Extract provided
Variable (per patient) | CDI (n = 34) |
Diagnosis | |
AML | 31 (91) |
MDS | 3 (9) |
Gender | |
Male | 15 (44.1) |
Female | 19 (55.9) |
PPI therapy1 | 22 (64.7) |
Prior history of CDI | 5 (14.8) |
Receipt of chemotherapy2 | 31 (91) |
Type of chemotherapy | |
Cytarabine-based chemotherapy | 21 (61.7) |
DNA hypomethylating agent-based chemotherapy | 11 (32.3) |
Death/referral to hospice | 8 (23.5) |
Severity of CDI3 | |
Mild-moderate | 29 (85.2) |
Severe | 4 (11.7) |
Severe-complicated | 1 (2.9) |
Total number of CDI episodes during hospitalization | |
1 | 31 (91) |
2 | 3 (9) |
Recurrence of CDI | 4 (11.7) |
ICU admission | 8 (23.5) |
Bowel perforation | 0 |
Need for surgical intervention | 1 (3) |
Several factors were significantly associated with CDI when analyzed by hospital encounter (Table 2), including a lower albumin at the time of hospitalization (mean 2.8 g/dL in the CDI group vs 3.5 g/dL in the non-CDI group, P < 0.0001), prior history of CDI (P < 0.0001), receipt of any chemotherapy in within 30 d of hospitalization (92.1% in the CDI group vs 78.8% in the non-CDI group, P = 0.048), and receipt of cytarabine-based chemotherapy within 30 d of hospitalization (63.4% in the CDI group vs 45.5% in the non-CDI group, P = 0.015).

Source material
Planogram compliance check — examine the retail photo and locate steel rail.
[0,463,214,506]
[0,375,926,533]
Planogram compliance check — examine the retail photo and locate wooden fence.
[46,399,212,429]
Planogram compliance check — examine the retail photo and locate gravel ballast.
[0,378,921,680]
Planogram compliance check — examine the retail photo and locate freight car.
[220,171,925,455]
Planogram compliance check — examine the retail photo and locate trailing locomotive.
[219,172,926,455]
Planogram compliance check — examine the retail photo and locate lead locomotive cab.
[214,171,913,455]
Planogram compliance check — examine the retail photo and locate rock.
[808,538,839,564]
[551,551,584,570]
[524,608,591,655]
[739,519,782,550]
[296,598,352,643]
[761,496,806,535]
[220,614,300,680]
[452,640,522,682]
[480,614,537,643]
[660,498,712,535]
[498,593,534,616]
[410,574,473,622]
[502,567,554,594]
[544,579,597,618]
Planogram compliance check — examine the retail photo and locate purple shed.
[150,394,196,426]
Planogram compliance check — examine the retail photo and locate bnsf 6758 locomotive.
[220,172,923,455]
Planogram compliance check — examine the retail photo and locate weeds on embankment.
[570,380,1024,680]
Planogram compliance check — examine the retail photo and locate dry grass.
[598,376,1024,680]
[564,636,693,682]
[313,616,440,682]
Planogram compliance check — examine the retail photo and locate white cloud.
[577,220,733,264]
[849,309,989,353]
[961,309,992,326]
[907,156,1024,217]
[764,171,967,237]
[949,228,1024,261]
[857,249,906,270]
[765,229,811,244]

Your instructions
In the CDI extract, what was the mean albumin level at the time of hospitalization in the CDI group?

Response
2.8 g/dL